TASK INSTRUCTIONS => Produce an exact copy of all records below.

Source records
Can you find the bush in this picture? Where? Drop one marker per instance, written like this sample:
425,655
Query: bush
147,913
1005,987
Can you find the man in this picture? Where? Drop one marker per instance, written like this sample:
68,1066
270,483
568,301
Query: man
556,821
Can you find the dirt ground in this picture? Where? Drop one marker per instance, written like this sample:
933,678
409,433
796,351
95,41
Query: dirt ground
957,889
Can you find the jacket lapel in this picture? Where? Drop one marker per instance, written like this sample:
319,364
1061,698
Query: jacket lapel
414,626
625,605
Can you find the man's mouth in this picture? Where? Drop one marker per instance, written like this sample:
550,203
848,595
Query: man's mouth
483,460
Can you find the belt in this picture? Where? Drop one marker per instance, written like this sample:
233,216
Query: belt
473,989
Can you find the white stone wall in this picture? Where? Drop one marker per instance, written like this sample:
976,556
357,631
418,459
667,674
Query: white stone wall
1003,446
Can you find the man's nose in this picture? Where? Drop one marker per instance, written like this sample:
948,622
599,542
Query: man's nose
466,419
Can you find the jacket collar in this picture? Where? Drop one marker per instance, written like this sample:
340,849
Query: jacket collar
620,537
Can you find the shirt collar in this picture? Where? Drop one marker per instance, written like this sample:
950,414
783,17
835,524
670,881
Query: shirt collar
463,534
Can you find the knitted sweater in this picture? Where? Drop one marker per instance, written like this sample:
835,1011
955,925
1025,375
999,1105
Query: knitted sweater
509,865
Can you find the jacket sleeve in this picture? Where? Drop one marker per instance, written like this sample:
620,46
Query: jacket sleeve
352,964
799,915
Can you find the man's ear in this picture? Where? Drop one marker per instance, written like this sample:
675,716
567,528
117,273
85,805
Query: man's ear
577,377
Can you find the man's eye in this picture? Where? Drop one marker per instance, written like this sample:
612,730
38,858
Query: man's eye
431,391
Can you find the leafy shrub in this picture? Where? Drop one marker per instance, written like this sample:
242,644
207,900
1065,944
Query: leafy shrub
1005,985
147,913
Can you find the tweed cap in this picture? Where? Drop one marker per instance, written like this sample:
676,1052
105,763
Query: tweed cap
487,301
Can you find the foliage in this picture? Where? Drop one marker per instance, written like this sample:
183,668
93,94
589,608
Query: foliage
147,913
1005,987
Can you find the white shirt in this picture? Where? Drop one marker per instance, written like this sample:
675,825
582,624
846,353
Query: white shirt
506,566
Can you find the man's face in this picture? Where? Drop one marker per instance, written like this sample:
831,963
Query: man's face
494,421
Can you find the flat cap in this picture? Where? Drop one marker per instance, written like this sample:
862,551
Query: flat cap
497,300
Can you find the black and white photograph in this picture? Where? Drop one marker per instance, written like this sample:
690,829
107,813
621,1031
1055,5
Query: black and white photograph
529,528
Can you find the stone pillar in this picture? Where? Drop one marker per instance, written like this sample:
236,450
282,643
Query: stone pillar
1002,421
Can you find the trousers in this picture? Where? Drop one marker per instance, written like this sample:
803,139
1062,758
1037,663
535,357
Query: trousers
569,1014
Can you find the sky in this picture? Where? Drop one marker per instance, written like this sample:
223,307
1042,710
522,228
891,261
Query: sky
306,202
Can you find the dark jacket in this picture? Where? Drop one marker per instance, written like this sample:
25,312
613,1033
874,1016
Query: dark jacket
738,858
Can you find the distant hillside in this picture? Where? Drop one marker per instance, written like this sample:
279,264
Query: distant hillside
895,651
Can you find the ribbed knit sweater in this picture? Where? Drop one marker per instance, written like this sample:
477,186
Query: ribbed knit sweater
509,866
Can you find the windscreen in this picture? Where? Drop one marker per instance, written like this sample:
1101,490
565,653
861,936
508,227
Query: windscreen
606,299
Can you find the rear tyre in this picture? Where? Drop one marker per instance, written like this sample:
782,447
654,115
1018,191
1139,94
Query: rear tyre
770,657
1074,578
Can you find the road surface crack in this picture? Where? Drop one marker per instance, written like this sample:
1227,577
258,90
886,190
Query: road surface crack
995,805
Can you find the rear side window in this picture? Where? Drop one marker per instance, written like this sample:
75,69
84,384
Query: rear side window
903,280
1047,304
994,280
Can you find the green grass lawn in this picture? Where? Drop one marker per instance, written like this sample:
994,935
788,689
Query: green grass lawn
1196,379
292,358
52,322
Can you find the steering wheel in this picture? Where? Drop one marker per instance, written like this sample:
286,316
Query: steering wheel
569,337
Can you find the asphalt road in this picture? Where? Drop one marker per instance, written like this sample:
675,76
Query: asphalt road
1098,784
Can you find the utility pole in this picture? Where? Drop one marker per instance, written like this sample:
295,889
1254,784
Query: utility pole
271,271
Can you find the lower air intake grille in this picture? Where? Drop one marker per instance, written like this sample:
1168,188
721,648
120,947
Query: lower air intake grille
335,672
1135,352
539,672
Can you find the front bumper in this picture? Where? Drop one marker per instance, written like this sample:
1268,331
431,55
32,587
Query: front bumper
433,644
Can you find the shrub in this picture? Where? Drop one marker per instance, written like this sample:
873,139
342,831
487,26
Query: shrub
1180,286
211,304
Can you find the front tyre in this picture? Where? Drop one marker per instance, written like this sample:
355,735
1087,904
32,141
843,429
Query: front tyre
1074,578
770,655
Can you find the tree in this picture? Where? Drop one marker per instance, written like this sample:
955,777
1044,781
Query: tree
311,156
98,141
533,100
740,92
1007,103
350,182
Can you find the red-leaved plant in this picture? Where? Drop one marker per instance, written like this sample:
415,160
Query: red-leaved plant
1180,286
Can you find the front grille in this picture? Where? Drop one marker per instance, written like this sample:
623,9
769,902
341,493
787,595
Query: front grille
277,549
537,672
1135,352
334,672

TASK OUTPUT =>
Can you find the bush in this picture? Where? Drop one marker per instance, written like this sample:
425,655
Query: bush
147,913
1005,987
Can you find the man in this picture? Where? Drop one marker per instance, written like this sample:
68,1066
270,483
568,301
Query: man
556,821
Can you find the dirt ground in this picture? Where? Drop one marker per instance, written like this sample:
933,678
409,433
796,351
95,41
Query: dirt ground
957,889
Can you find the jacket lapel in this picture? Where? Drop one marker per instance, written like this sample:
319,364
1061,698
Query: jacket lapel
414,626
625,605
Can you find the man's mouth in this picture? Where? Drop one marker per instance, written like this sample:
550,203
848,595
Query: man's mouth
483,460
Can you find the belt in this picture? Where? Drop one marker per instance, written like this sample:
233,216
Query: belt
473,989
Can you find the white stone wall in this picture? Where? Drop one marker per instance, written like this sample:
976,556
357,631
418,459
667,674
Query: white stone wall
1003,446
Can you find the man's nose in this picture? Where? Drop one marker per instance, written like this sample:
948,622
599,542
Query: man's nose
466,419
Can you find the jacket collar in this picture? Where? Drop one marker per instance, written like this sample:
340,849
Query: jacket collar
620,537
Can you find the shirt collar in this picture? Where? Drop one marker per instance, written like this sample:
950,414
783,17
835,524
670,881
Query: shirt collar
463,534
Can you find the knitted sweater in this picture? Where? Drop one marker per instance, written like this sample:
835,1011
955,925
1025,375
999,1105
Query: knitted sweater
509,865
Can you find the jacket sleeve in this picture? Where? Drop one marker per instance, written like this sample:
620,46
Query: jacket sleeve
352,964
799,915
Can you find the man's ear in this picture? Where? Drop one marker per instance, written like this sample:
675,716
567,528
117,273
85,805
Query: man's ear
577,377
Can you find the man's eye in this picture? Where? Drop one marker per instance, written like this sample:
612,730
38,858
Query: man's eye
431,391
Can you find the leafy shrub in this picture? Where? Drop one marker per instance, written like this sample:
242,644
207,900
1065,944
Query: leafy shrub
1005,985
147,913
Can you find the tweed cap in this picture? Where? Drop one marker per instance, written like this sample:
676,1052
105,763
Query: tweed cap
487,301
Can you find the foliage in this picture? Where? Drop one marker per instance, written like this sample:
183,668
93,94
589,608
Query: foliage
147,913
1005,987
Can you find the white shirt in this picture? Where? Drop one marker per instance, written like this sample:
675,825
582,624
846,353
Query: white shirt
506,566
Can you find the man's face in this picture? Where? Drop one marker per instance, written like this sample:
831,963
Query: man's face
494,421
Can you find the flat cap in this picture? Where? Drop one marker per instance, written like this sample:
862,551
Query: flat cap
497,300
Can you find the black and white photograph in this picture? Where? Drop one marker per instance, written like this sample:
690,829
107,813
621,1031
1055,5
Query: black and white photograph
529,528
Can you find the stone pillar in this picture? Where? Drop one marker per instance, written like this sample:
236,450
282,643
Query: stone pillar
1002,421
Can you find the trousers in this picture? Where? Drop one marker per instance, written like this sample:
803,139
1062,758
1037,663
535,357
Query: trousers
569,1014
Can you find the sky in this picture? Where? Drop one marker per instance, written like this sample:
223,307
1042,710
522,228
891,261
Query: sky
306,202
Can you find the dark jacket in this picture? Where? Drop one marker per instance, written like this sample:
25,312
613,1033
874,1016
Query: dark jacket
738,858
Can you find the distant hillside in this picture? Where? Drop one marker per instance, written like this sample:
279,264
Query: distant hillside
895,651
Can you find the ribbed knit sweater in this picture? Where? Drop one marker per instance, written like this sample:
477,186
Query: ribbed knit sweater
509,866
Can you find the windscreen in this picture? Where? Drop one marker per instance, written like this sample:
1101,490
565,653
861,936
508,227
Query: windscreen
606,299
Can you find the rear tyre in this picture? Where? Drop one marker per instance, written like this sample:
782,447
654,115
1018,191
1139,94
Query: rear tyre
770,657
1074,578
Can you find the road surface crack in this picture? Where? Drop one marker per instance, written like this sample:
1227,577
258,90
886,190
Query: road surface crack
995,805
Can you find the rear side window in this picture? Where? Drop one marker per instance, written like this sample:
75,69
84,384
Query: rear side window
903,280
1047,304
994,280
Can you find the green grass lawn in this picture? Where? Drop one marker per instance, written like this sample:
994,935
788,689
Query: green grass lawn
1196,379
292,358
52,322
Can you find the steering wheel in this picture? Where? Drop one marker per instance, written like this sample:
286,316
Query: steering wheel
569,337
Can you find the asphalt road in this picture? Where? Drop one marker per instance, written like this sample:
675,76
Query: asphalt road
1098,784
Can you find the utility pole in this picture? Where? Drop one marker per instance, written like this sample:
295,889
1254,784
Query: utility pole
271,271
Can you find the lower air intake grille in this picture? Where? Drop one marker per instance, written like this sample:
1168,188
721,648
120,947
Query: lower air intake grille
335,672
1135,352
539,672
Can you find the front bumper in this picture? Where? Drop one marker per instance, written like this sample:
1268,331
431,55
32,587
Query: front bumper
433,644
Can you find the shrub in this picture? Where? Drop one marker per instance, written like this sample:
873,139
342,831
487,26
Query: shrub
1180,286
211,304
Can you find the front tyre in this picture? Where? Drop one marker per instance, written like this sample:
355,735
1087,904
32,141
843,429
Query: front tyre
1074,578
770,655
Can you find the tree in this picture? Where? Drop one marker per instance, written like this sample:
955,777
1044,781
Query: tree
311,156
98,141
533,100
740,92
1007,103
350,182
Can you find the red-leaved plant in this picture? Where? Drop one marker per instance, written like this sample:
415,160
Query: red-leaved plant
1180,286
Can you find the front grille in this picture? Where? Drop one marker per instance, written like this sample:
623,9
769,902
341,493
787,595
Query: front grille
277,549
537,672
1135,352
334,672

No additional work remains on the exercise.